# [Exercise]
The line with "Target: furrowed bark texture" marks where to begin. Please copy it and each line after it to the end of the records below, exactly.

[Saved entries]
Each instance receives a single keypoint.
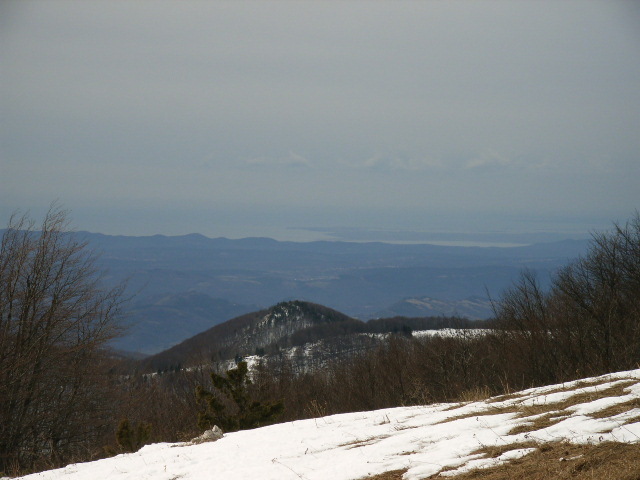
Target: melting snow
(421, 440)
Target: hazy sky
(183, 116)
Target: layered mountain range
(183, 285)
(305, 333)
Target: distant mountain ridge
(300, 328)
(363, 280)
(473, 308)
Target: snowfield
(422, 440)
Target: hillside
(246, 334)
(363, 280)
(159, 322)
(578, 430)
(307, 332)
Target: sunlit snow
(420, 440)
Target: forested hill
(287, 325)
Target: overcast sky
(183, 116)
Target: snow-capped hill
(414, 442)
(246, 335)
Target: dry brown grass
(562, 461)
(393, 475)
(617, 409)
(539, 423)
(551, 408)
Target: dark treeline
(587, 323)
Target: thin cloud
(293, 159)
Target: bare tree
(55, 319)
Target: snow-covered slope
(421, 440)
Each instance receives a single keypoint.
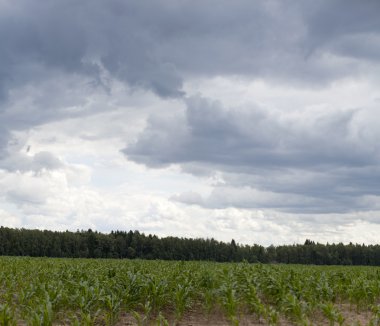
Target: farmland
(48, 291)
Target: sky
(252, 120)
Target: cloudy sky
(252, 120)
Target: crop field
(45, 291)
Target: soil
(198, 318)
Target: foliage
(46, 291)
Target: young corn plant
(182, 299)
(7, 316)
(332, 314)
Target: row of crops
(45, 291)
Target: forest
(133, 244)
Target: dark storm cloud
(269, 159)
(159, 45)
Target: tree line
(133, 244)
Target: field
(45, 291)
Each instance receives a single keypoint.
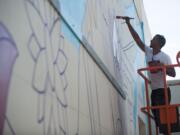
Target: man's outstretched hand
(126, 18)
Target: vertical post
(166, 100)
(156, 130)
(148, 105)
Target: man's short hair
(161, 39)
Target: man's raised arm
(133, 32)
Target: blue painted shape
(73, 11)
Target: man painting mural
(154, 57)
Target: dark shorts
(158, 98)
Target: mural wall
(49, 83)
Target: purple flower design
(45, 46)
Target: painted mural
(54, 86)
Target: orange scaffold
(169, 114)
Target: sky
(164, 18)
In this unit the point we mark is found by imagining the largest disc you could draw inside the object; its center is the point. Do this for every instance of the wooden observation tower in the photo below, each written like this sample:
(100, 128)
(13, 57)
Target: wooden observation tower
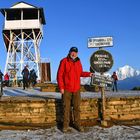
(22, 33)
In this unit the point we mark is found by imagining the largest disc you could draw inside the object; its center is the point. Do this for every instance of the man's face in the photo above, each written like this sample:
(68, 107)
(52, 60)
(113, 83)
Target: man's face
(73, 55)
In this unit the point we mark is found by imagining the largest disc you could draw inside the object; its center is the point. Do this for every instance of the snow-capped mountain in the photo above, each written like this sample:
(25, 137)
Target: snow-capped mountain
(126, 72)
(129, 83)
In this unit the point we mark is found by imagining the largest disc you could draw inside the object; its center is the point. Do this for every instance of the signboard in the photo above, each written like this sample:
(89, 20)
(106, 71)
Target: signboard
(102, 81)
(101, 61)
(100, 42)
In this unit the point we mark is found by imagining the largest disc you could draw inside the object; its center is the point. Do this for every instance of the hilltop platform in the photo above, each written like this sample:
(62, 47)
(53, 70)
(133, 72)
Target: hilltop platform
(23, 109)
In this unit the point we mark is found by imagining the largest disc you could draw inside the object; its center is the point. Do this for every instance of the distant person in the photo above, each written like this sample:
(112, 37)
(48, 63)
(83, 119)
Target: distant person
(115, 79)
(1, 83)
(6, 79)
(25, 73)
(1, 76)
(33, 77)
(68, 78)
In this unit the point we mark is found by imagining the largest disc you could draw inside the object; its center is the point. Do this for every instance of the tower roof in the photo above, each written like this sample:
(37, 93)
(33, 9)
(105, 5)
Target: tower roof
(22, 5)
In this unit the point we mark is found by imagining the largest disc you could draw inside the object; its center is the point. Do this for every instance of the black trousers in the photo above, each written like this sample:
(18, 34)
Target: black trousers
(71, 108)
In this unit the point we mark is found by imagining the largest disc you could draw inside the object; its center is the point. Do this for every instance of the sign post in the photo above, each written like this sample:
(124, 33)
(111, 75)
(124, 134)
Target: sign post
(101, 61)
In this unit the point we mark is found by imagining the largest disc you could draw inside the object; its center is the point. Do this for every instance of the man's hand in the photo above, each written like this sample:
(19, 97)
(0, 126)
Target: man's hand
(91, 74)
(62, 91)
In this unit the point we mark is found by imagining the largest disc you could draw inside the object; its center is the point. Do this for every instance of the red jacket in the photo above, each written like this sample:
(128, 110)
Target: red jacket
(69, 73)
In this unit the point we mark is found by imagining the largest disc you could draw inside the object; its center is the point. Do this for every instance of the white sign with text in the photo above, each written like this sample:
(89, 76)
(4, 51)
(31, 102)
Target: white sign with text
(100, 42)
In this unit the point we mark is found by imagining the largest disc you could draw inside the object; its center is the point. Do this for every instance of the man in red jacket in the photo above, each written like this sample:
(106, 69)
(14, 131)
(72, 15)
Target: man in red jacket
(68, 78)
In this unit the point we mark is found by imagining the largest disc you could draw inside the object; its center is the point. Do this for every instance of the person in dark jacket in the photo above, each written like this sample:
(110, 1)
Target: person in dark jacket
(115, 79)
(25, 73)
(68, 77)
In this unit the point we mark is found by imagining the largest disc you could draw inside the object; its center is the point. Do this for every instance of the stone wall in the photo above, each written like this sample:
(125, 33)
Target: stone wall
(44, 112)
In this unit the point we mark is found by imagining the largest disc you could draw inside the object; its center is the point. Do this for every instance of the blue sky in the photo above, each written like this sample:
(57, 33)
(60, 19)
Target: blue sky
(71, 22)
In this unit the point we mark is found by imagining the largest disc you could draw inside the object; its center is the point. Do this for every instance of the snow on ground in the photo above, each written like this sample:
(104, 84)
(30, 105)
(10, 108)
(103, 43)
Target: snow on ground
(92, 133)
(8, 91)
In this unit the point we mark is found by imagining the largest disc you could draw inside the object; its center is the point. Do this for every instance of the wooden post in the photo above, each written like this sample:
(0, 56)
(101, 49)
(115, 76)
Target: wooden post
(103, 122)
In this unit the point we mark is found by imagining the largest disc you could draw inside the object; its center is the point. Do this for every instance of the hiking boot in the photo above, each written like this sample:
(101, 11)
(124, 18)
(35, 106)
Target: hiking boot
(79, 128)
(66, 130)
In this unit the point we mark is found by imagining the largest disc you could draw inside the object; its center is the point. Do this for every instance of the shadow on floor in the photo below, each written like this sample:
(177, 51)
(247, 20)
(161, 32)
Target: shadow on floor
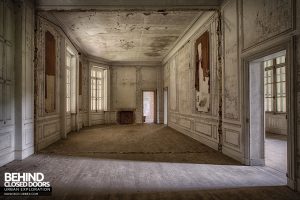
(146, 142)
(250, 193)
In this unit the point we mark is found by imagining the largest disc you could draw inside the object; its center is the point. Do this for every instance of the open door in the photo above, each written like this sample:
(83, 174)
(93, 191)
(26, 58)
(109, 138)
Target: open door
(149, 106)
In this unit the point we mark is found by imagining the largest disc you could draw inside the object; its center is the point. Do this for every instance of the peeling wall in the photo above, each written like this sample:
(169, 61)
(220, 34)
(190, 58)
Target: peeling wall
(127, 85)
(53, 126)
(179, 77)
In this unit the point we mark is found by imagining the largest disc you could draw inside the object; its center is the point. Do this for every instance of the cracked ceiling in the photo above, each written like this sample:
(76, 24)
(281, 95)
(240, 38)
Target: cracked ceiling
(124, 35)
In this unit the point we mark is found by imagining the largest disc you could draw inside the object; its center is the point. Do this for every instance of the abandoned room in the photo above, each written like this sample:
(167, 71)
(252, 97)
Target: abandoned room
(185, 99)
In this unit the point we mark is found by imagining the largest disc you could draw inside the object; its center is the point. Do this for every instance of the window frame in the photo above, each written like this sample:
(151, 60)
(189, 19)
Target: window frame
(274, 97)
(99, 94)
(68, 72)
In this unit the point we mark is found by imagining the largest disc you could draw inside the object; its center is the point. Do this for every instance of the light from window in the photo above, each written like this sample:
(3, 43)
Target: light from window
(68, 82)
(275, 84)
(97, 89)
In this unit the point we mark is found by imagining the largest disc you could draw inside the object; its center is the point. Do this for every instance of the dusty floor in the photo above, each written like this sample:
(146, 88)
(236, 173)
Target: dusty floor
(147, 162)
(276, 151)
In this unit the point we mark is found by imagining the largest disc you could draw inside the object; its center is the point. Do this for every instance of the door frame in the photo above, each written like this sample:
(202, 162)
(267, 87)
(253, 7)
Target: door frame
(166, 89)
(291, 124)
(155, 105)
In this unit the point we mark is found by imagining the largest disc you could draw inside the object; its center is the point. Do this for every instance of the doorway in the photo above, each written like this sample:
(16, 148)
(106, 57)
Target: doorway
(268, 90)
(165, 106)
(149, 106)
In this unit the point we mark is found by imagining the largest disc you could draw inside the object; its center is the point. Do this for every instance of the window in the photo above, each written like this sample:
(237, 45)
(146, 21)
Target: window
(97, 89)
(275, 85)
(68, 81)
(50, 72)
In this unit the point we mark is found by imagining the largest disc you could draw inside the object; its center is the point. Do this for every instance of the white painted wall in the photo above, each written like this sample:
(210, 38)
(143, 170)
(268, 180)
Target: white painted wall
(276, 123)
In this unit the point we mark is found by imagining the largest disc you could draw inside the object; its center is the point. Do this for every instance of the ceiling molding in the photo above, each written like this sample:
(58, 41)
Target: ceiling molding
(127, 5)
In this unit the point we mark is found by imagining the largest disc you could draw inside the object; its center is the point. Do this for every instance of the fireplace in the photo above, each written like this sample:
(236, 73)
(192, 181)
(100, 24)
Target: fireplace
(126, 117)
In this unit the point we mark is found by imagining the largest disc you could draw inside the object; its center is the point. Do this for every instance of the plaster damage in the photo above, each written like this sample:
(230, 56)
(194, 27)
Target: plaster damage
(124, 35)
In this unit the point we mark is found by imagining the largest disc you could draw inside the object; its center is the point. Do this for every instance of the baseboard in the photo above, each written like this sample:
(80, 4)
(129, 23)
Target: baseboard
(48, 142)
(22, 154)
(7, 158)
(234, 154)
(195, 136)
(257, 162)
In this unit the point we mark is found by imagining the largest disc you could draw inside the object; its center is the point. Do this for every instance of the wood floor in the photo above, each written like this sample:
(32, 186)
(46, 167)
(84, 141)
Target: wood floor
(147, 162)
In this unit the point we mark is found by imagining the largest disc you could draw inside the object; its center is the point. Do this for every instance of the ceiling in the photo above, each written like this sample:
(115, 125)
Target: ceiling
(121, 35)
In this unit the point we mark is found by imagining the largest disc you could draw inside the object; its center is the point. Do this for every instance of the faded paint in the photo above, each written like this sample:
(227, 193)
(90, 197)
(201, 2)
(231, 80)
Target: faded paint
(126, 36)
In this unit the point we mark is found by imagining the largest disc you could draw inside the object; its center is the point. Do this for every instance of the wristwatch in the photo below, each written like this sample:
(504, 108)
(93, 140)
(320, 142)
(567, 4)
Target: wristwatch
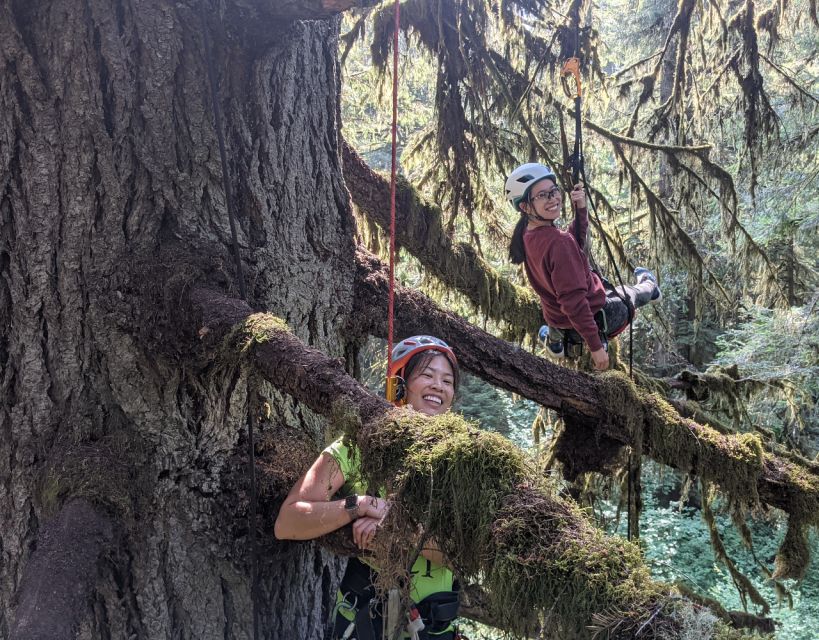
(351, 506)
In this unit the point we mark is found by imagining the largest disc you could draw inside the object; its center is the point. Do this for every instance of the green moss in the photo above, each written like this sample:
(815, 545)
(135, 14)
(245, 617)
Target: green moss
(448, 476)
(569, 568)
(260, 327)
(734, 462)
(102, 472)
(793, 557)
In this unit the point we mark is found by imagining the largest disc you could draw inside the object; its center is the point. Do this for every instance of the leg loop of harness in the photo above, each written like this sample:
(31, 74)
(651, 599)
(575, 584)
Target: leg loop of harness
(436, 612)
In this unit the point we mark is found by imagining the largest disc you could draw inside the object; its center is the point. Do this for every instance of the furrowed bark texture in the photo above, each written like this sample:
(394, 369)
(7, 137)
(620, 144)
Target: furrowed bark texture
(109, 172)
(596, 425)
(61, 572)
(419, 229)
(322, 384)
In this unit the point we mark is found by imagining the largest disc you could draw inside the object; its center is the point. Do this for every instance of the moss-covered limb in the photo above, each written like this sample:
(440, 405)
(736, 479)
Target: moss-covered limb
(419, 229)
(502, 364)
(313, 9)
(738, 619)
(743, 585)
(541, 561)
(607, 407)
(58, 580)
(280, 357)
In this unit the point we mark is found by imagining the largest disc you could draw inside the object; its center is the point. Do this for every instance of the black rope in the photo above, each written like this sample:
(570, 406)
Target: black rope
(251, 427)
(579, 171)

# [Final answer]
Target: furrowed bark texture
(109, 172)
(596, 425)
(61, 572)
(419, 229)
(322, 384)
In this unit the point we mark is found by imagining the largest disc you could draw inside the object; its center is the point. Do this for every instance of the moss-covered limb in the photo above, each written like this sample:
(440, 405)
(736, 479)
Target: moss-covered limb
(419, 229)
(502, 364)
(313, 9)
(738, 619)
(743, 585)
(541, 561)
(607, 407)
(58, 580)
(280, 357)
In this unit the point we mark is found by imagining the largest disc you could draw inside the object; its center is the point. Do this for every instance of the black rope in the photo above, each written like this sample:
(570, 406)
Target: black rope
(251, 427)
(579, 171)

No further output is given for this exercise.